A Christian group has launched a High Court "battle for free speech" after its advert suggesting that gay people can be "cured" was banned from the sides of London buses.
The Mayor of London, who is in charge of Transport for London (TfL), rejected the ad posters as "offensive to gays".
Boris Johnson has also warned that displaying the ad could lead to a retaliation against the wider Christian community.
The rejected posters say: "Not Gay! Ex-Gay, Post-Gay and Proud. Get over it!"
They are in response to a poster campaign by gay rights group Stonewall, which plastered on the sides of the capital's red buses with the message: "Some people are gay. Get over it!"
The banned ad promotes the view of the Core Issues Trust that homosexuals can be "reoriented" through therapy and prayer.
Dr Mike Davidson, the head of the trust, asked Mrs Justice Lang to rule at London's High Court that the ban was unlawful and "a deep threat" to democratic freedoms.

*-*-*

**Exercise brief**: Would you resume the news report on the banned bus advert, starting right after its final sentence?

**Excerpted data**:
*-*-*

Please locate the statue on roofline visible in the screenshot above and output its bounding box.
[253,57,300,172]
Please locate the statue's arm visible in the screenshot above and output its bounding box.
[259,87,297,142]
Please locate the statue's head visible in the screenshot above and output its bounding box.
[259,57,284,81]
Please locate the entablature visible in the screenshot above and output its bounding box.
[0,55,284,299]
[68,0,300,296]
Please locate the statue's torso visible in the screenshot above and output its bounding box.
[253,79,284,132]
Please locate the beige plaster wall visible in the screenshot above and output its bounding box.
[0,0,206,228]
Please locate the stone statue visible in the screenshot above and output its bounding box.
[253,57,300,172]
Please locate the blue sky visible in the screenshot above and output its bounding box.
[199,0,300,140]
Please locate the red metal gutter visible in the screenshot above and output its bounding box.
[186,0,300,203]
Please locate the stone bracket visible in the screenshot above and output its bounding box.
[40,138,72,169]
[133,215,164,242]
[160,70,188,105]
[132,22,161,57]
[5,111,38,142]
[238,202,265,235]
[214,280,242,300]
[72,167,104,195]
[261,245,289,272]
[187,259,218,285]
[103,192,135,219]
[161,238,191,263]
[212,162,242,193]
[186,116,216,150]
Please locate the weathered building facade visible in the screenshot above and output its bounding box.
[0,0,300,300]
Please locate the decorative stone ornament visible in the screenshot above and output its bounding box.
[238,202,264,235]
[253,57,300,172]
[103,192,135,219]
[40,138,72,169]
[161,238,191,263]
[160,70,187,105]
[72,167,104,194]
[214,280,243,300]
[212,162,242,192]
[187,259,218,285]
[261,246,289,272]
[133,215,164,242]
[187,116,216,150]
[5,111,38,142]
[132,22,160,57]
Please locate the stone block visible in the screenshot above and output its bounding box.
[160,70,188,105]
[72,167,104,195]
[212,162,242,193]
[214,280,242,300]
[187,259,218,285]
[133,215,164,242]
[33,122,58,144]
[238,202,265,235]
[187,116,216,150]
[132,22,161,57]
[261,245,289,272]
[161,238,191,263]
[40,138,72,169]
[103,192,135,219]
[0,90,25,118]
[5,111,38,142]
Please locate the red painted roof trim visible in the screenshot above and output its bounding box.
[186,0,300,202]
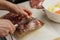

*-*-*

**Answer section**:
Paul Diamond, appearing for Mr Davidson, told the judge: "We believe this is a very important free speech case on whether a totally temperate, restrained advertisement can be put on the sides of London buses."
Before the hearing started, Mr Davidson said: "I hope this hearing will give us the opportunity to put the case for securing some kind of future for people who want to move away from homosexuality and to be recognised as a valid group with needs to be protected and respected."
A TfL spokesman said: "The advertisement breached TfL's advertising policy as in our view it contained a publicly controversial message and was likely to cause widespread offence to members of the public."